### Activity 1
Answer these questions from the cystic fibrosis text:
(a) Over roughly what period was the feasibility study conducted?
(b) Who conducted the study?
(c) About how much did the feasibility study cost?
### Activity 2
Extend the cystic fibrosis text with a further paragraph that follows on from its final sentence.

### Extract to read
● ● ●

Overall, clinical trials which have investigated routine therapies in patients with cystic fibrosis are relatively few and of inadequate design[8, 9]. Although, a number of recent trials have addressed the benefits of existing therapies[10, 11] and this picture is slowly improving[12], there are still considerable uncertainties about the effectiveness of many widely used, expensive and often invasive treatments for people with CF. CF patients and families are generally very well informed about their disease and its treatment, but this is the first study, of which we are aware, which has formally sought their views about acceptability of a proposed clinical trial. This study was conducted by staff at the MCRN Co-ordinating Centre and CTU; one of the central principles of MCRN is that children and families should be involved in all aspects of research which is relevant to their needs[13, 14]. Although it may be argued that conducting a feasibility survey could delay the initiation of an important RCT, exploring opinions of clinicians and consumers in this way enables an informed decision to be made about the acceptability and feasibility of a proposed RCT. This feasibility study was conducted over a period of approximately six months and cost around £16,000; the time and financial requirements are minimal when compared to the potential expenditure associated with the initiation of a clinical trial that does not recruit enough patients to answer the clinical question.

● ● ●

### Supplied data
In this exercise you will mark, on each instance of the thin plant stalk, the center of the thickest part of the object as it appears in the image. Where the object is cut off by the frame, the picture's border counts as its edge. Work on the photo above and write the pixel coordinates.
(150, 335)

● ● ●

### Answer space 1
(a) Approximately six months.
(b) Staff at the MCRN Co-ordinating Centre and CTU.
(c) Around £16,000.

### Answer space 2
Questionnaire surveys such as these have recognised limitations and every attempt was made to maintain anonymity of respondents in order to obtain true opinions. Although consumers completed questionnaires during routine clinic visits they were assured that their local team could not access responses as they were able to return their anonymously completed survey directly to the researchers. Additionally, the clinician surveys were completed remotely and anonymously. Despite this, there is a possibility that whilst clinicians may have indicated a general willingness to randomise their patients, they may be reluctant to do so in specific clinical circumstances. Similarly, patients/families previous experience of eradication therapy may influence their responses and their willingness to participate in a trial and these considerations are a reflection of the real life challenges facing clinicians conducting clinical trials.

This survey indicated that it was feasible to consider the initiation of a randomised controlled trial investigating eradication therapy to treat P aeruginosa in patients with CF. We have reported these findings to the funders of the feasibility study, The NIHR Health Technology Assessment Programme, who subsequently took the decisions to commission this trial and subsequently to award funding to a group of investigators to run this trial in the UK


This study confirmed the uncertainty amongst clinicians and patients about the optimal way to treat first or new isolation of P aeruginosa from the airways of patients with CF and provided sound rationale for the clinical trial. It provided an estimate of the proportions of potentially eligible patients, of patients and clinicians who would be prepared to participate in such a RCT and aspects of trial design which might make it more acceptable. This information is essential to informing the design of the trial and whether it would be feasible, even when conducting across the United Kingdom. Such feasibility studies are particularly important for trials with patients with rare diseases.